Assignment: Set down the part of the passage about Hambi's film and video work between "In 2012, Hambi" and "Museum Of Liverpool).", inclusive, word for word.

Provided passage:
════════
The Energy Suite was later given a live orchestral rendering when OMD staged a collaboration with the Royal Liverpool Philharmonic in 2009. That concert was also filmed for posterity, directed and edited by Hambi.
Around this time, Hambi also worked on further projection work alongside Stu Kershaw. This involved a series of digitally animated mandalas displayed around Liverpool in the open air on huge screens, as well as being exhibited at the Bluecoat and FACT.
In 2012, Hambi also directed his first feature film, Ibiza My Way or the High Way and in 2013 raised awareness of breast cancer through the documentary The Promise. He also worked with OMD in the filming of their 2014 Dazzle Ships–themed weekend (which provided a few challenges in filming within the Museum Of Liverpool).
More recently, Hambi again collaborated with OMD in 2019 as part of the cultural celebrations for Wirral (then designated Borough of Culture for Liverpool). Here, he used his video and drone skills to show sweeping vistas of both the River Mersey and the River Dee, as well as stunning views of Stanlow oil refinery, accompanied by new music compositions by OMD.
The Covid-19 crisis has had a devastating effect on people’s lives globally and has also made a big impact on culture, with many live performances cancelled and venues looking at an uncertain future. It’s an ongoing tragedy which has touched most people’s lives in some fashion, in a lesser or greater way.
════════
Records supplied:
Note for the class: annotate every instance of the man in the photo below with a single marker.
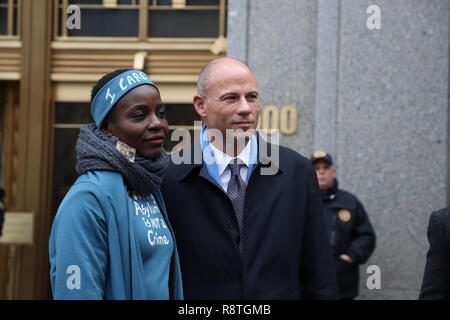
(352, 237)
(436, 278)
(244, 234)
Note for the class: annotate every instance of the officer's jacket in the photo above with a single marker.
(350, 233)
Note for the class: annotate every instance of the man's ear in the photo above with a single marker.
(106, 127)
(199, 104)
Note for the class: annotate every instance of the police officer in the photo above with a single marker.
(2, 210)
(352, 237)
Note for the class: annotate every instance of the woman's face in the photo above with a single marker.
(138, 119)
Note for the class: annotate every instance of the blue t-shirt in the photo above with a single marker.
(156, 244)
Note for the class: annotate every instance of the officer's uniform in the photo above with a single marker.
(350, 233)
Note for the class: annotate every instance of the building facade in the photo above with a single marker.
(51, 54)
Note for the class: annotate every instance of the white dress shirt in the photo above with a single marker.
(222, 160)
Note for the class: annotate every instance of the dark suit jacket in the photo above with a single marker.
(436, 279)
(286, 252)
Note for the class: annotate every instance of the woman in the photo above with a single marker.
(111, 238)
(436, 279)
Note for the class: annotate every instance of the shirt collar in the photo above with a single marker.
(222, 159)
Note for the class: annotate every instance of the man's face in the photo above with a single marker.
(232, 99)
(325, 174)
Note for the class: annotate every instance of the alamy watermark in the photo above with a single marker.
(374, 20)
(73, 17)
(374, 280)
(74, 280)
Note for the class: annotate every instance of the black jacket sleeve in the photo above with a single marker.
(436, 279)
(319, 272)
(363, 238)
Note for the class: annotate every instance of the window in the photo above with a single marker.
(143, 19)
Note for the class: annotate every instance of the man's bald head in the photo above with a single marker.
(208, 71)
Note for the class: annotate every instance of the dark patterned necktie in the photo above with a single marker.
(236, 193)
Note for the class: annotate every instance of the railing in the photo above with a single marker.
(10, 19)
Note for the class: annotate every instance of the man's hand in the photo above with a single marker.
(346, 258)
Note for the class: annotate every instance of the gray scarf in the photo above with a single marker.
(97, 151)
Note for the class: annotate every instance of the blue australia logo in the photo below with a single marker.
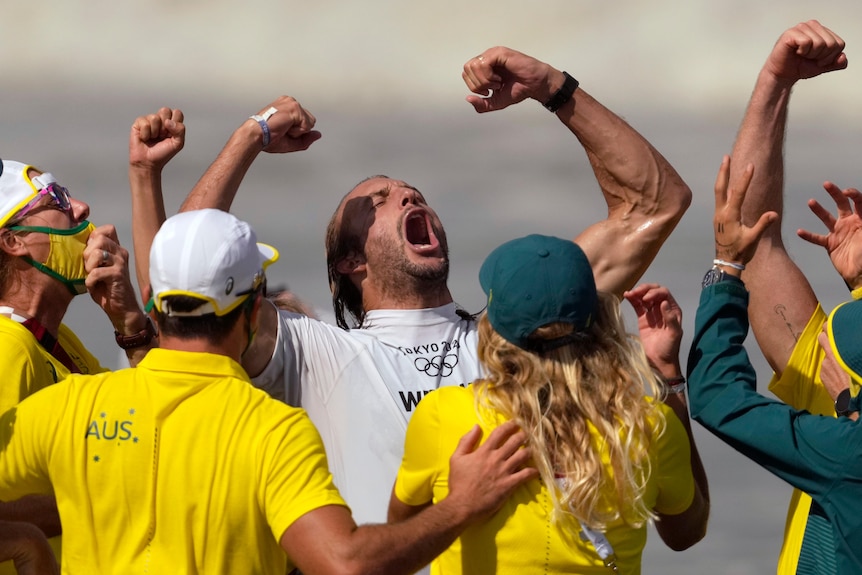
(105, 428)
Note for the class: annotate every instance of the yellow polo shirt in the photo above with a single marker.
(27, 367)
(800, 386)
(520, 539)
(177, 466)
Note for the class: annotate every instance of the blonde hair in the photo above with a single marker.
(600, 381)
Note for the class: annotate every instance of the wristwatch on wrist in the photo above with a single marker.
(140, 339)
(713, 276)
(845, 404)
(716, 275)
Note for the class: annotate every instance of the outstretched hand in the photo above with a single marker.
(734, 241)
(660, 325)
(502, 77)
(482, 478)
(843, 243)
(156, 138)
(804, 51)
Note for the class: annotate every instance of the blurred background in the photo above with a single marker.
(384, 80)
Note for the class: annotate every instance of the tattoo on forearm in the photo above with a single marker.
(780, 309)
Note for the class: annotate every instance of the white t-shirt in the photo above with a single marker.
(360, 388)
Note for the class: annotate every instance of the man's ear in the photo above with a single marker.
(352, 263)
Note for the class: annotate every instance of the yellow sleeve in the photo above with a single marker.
(296, 474)
(21, 379)
(799, 384)
(673, 469)
(86, 362)
(27, 433)
(421, 463)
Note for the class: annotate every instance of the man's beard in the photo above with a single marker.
(397, 273)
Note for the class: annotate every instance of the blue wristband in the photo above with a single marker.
(261, 119)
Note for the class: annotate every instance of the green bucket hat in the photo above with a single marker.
(534, 281)
(845, 338)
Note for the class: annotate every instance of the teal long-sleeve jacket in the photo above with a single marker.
(820, 455)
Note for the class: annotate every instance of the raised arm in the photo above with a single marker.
(289, 128)
(645, 196)
(481, 478)
(153, 141)
(660, 328)
(779, 310)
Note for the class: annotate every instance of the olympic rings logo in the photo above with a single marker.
(442, 365)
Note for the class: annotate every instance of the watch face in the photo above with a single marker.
(714, 275)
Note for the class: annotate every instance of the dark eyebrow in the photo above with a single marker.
(381, 193)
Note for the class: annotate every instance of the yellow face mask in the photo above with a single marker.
(65, 261)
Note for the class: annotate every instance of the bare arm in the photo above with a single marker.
(778, 311)
(291, 130)
(26, 546)
(645, 196)
(328, 541)
(660, 326)
(110, 285)
(153, 141)
(40, 510)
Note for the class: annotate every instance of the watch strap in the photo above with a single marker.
(563, 95)
(139, 339)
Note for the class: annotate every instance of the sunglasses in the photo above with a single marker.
(57, 195)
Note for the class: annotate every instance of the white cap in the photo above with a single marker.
(208, 254)
(16, 189)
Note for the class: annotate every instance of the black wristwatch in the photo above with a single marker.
(845, 404)
(716, 275)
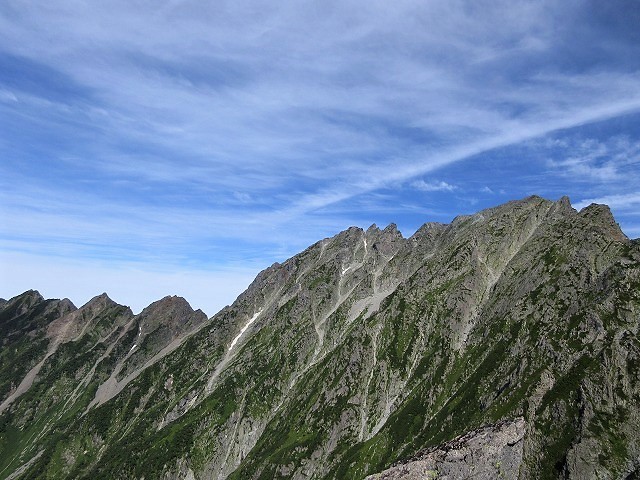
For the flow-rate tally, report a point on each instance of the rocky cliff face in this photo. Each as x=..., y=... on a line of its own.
x=487, y=453
x=359, y=352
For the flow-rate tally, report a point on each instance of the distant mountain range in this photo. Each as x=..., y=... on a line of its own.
x=502, y=345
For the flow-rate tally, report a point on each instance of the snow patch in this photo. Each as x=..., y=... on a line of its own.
x=244, y=329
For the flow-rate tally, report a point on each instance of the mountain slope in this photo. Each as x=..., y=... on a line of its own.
x=359, y=352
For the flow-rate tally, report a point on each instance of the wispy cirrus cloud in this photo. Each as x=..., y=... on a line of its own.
x=182, y=132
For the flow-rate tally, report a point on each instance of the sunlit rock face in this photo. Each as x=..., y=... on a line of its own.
x=506, y=337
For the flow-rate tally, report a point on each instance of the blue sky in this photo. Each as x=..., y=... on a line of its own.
x=151, y=148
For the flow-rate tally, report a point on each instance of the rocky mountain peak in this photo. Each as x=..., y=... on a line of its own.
x=364, y=351
x=172, y=312
x=601, y=216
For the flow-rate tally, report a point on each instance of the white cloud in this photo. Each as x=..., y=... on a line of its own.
x=132, y=285
x=435, y=186
x=596, y=160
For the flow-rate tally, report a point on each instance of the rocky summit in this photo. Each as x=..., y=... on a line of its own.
x=502, y=345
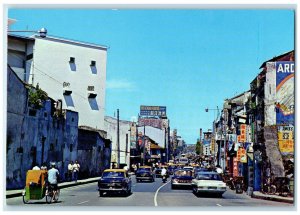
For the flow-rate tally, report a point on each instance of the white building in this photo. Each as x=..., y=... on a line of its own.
x=206, y=149
x=110, y=124
x=73, y=72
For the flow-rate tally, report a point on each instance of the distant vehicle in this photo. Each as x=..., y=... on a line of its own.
x=208, y=182
x=182, y=178
x=188, y=168
x=144, y=173
x=114, y=181
x=172, y=168
x=183, y=160
x=158, y=171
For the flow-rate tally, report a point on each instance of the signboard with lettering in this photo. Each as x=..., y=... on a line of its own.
x=286, y=139
x=285, y=81
x=153, y=110
x=156, y=123
x=243, y=133
x=133, y=135
x=235, y=167
x=241, y=155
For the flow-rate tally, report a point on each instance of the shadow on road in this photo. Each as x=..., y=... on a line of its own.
x=115, y=195
x=209, y=195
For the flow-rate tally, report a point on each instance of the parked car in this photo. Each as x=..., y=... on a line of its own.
x=182, y=178
x=188, y=168
x=208, y=182
x=171, y=169
x=158, y=171
x=114, y=181
x=144, y=173
x=199, y=170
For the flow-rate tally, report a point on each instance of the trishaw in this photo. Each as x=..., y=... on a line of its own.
x=36, y=187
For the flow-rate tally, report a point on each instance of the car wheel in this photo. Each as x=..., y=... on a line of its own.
x=128, y=191
x=195, y=190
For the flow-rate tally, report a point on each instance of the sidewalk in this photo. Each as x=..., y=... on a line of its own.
x=16, y=193
x=260, y=195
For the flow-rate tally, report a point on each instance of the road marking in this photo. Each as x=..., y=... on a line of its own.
x=155, y=196
x=82, y=202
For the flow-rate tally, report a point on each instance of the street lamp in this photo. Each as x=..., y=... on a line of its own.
x=42, y=32
x=217, y=109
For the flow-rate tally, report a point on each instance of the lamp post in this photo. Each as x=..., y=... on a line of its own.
x=144, y=141
x=214, y=130
x=42, y=32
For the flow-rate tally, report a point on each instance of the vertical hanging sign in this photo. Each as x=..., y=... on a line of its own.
x=285, y=81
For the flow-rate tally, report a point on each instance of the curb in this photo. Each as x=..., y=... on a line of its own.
x=291, y=201
x=62, y=186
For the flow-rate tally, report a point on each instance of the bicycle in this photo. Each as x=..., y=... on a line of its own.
x=51, y=194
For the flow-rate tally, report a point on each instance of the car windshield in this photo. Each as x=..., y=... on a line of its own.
x=183, y=173
x=113, y=175
x=144, y=169
x=211, y=176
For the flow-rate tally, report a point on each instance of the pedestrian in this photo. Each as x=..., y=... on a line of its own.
x=76, y=168
x=134, y=168
x=125, y=168
x=35, y=166
x=44, y=166
x=219, y=169
x=70, y=170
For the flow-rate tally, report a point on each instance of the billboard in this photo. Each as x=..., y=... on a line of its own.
x=286, y=139
x=285, y=90
x=153, y=110
x=133, y=135
x=156, y=123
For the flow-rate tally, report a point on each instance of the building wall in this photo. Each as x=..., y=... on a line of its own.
x=124, y=127
x=18, y=55
x=90, y=153
x=54, y=73
x=38, y=137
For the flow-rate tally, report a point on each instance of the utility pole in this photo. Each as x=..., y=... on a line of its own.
x=166, y=152
x=118, y=137
x=144, y=141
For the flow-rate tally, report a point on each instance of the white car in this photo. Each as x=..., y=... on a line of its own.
x=208, y=182
x=188, y=168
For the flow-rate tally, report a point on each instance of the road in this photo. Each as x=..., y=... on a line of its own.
x=146, y=194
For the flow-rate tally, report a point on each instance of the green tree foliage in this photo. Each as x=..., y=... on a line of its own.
x=198, y=146
x=37, y=97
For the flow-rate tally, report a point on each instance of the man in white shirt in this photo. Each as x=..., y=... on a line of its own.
x=70, y=171
x=163, y=171
x=219, y=169
x=53, y=175
x=76, y=168
x=36, y=167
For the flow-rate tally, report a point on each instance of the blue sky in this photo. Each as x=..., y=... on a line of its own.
x=187, y=60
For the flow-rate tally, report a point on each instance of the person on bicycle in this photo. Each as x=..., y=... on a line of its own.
x=53, y=175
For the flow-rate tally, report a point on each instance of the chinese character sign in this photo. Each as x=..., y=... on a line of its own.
x=286, y=139
x=285, y=92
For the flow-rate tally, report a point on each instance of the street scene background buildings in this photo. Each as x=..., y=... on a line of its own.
x=56, y=112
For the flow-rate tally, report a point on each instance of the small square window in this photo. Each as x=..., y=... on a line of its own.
x=93, y=63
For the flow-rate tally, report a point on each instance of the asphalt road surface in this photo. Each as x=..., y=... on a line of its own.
x=144, y=195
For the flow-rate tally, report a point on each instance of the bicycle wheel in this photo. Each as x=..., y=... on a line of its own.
x=56, y=196
x=25, y=201
x=49, y=196
x=272, y=189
════════
Answer to this task:
In 2012, Hambi also directed his first feature film, Ibiza My Way or the High Way and in 2013 raised awareness of breast cancer through the documentary The Promise. He also worked with OMD in the filming of their 2014 Dazzle Ships–themed weekend (which provided a few challenges in filming within the Museum Of Liverpool).